*** Supplied data ***

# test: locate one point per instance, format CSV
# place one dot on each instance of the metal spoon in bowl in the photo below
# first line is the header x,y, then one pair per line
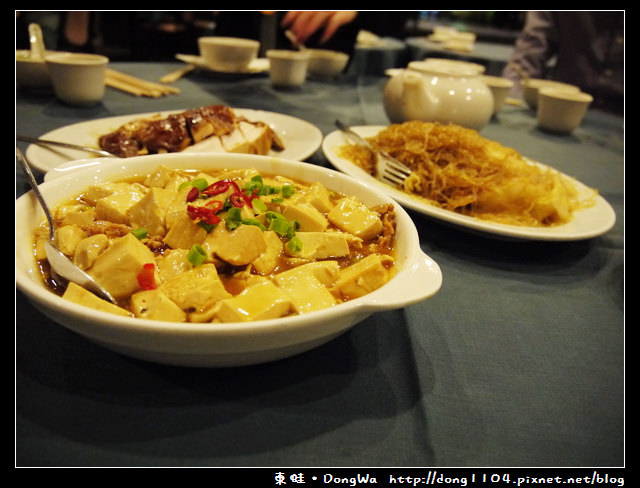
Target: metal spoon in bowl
x,y
46,142
60,264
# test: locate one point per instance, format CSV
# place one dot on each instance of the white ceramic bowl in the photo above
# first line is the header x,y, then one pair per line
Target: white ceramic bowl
x,y
227,344
533,85
500,88
32,74
230,54
325,63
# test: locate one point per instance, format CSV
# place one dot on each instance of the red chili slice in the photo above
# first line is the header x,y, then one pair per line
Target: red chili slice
x,y
203,214
240,199
220,187
147,277
215,205
193,194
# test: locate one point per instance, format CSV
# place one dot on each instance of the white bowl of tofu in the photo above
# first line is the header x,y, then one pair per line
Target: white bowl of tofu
x,y
264,282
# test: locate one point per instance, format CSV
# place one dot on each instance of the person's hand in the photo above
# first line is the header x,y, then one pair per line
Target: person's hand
x,y
304,24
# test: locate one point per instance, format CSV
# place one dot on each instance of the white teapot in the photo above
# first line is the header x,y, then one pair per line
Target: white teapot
x,y
439,91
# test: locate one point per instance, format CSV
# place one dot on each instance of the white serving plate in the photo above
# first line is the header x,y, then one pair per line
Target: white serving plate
x,y
587,223
301,138
227,344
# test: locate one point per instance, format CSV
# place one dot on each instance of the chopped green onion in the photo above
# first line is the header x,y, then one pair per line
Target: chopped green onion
x,y
255,222
196,255
234,218
294,245
258,205
279,226
140,233
288,190
199,183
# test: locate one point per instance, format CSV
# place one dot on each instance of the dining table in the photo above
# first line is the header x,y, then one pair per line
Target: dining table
x,y
518,362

*** End of Supplied data ***

Without copying any picture, write out all of the material exactly as it reads.

Written answer
# test: locate one point per instance, format CSV
# place one dot on each instance of the metal spoon in bowl in the photo below
# first line is the header x,y, then one pair per line
Target: metal spoon in bowl
x,y
46,142
60,264
# test: locate one point per instance, format CSV
# place one dot on each instance of the white ceramic bowl in the photo above
# first line is the header x,y, then one pair per line
Target: white ceramic bowl
x,y
227,344
533,85
500,88
32,74
230,54
325,63
# test: locate one point per instance, format CSV
# place one dot on each instance of the red chili slice in the photo above
# first line is the header x,y, then one pair per line
Target: red chili slice
x,y
203,214
240,199
220,187
147,277
215,205
193,194
# test: locate one point per instance, format CSV
# place one dot on each instance of the white bowl of tofu in the photo above
# first line is the header x,y, then one pair per line
Target: white bowl of tofu
x,y
264,282
# test: locate one point per instance, format CSV
# place one dot on each instance of the person's hand in the photo above
# first line is the header x,y, then one pair per line
Target: person's hand
x,y
304,24
# test: locate one point per instance, format CSV
# place one dot on each instance of the white teapot in the photo above
# first line is the header x,y, then one pair per line
Target: white teapot
x,y
439,91
# test: locate one point per instance, format CSV
# place one dot on each instance of the white serving plate in the photo above
# first line is the header x,y, then one pair per line
Target: white serving plate
x,y
587,223
301,138
227,344
# test: locate one point per instance, format CSV
# place one dot on each instance of the chopped green onion in the photo above
# first line is the header x,y, then one pair per line
Target: chopped green onion
x,y
255,222
196,255
234,218
294,245
258,205
279,226
140,233
288,190
199,183
# test: locate one point per instance, format CSV
# place one dot on each instance of the dining table in the photo above
# first line is the header x,y, then one pair per line
Target: dining table
x,y
518,362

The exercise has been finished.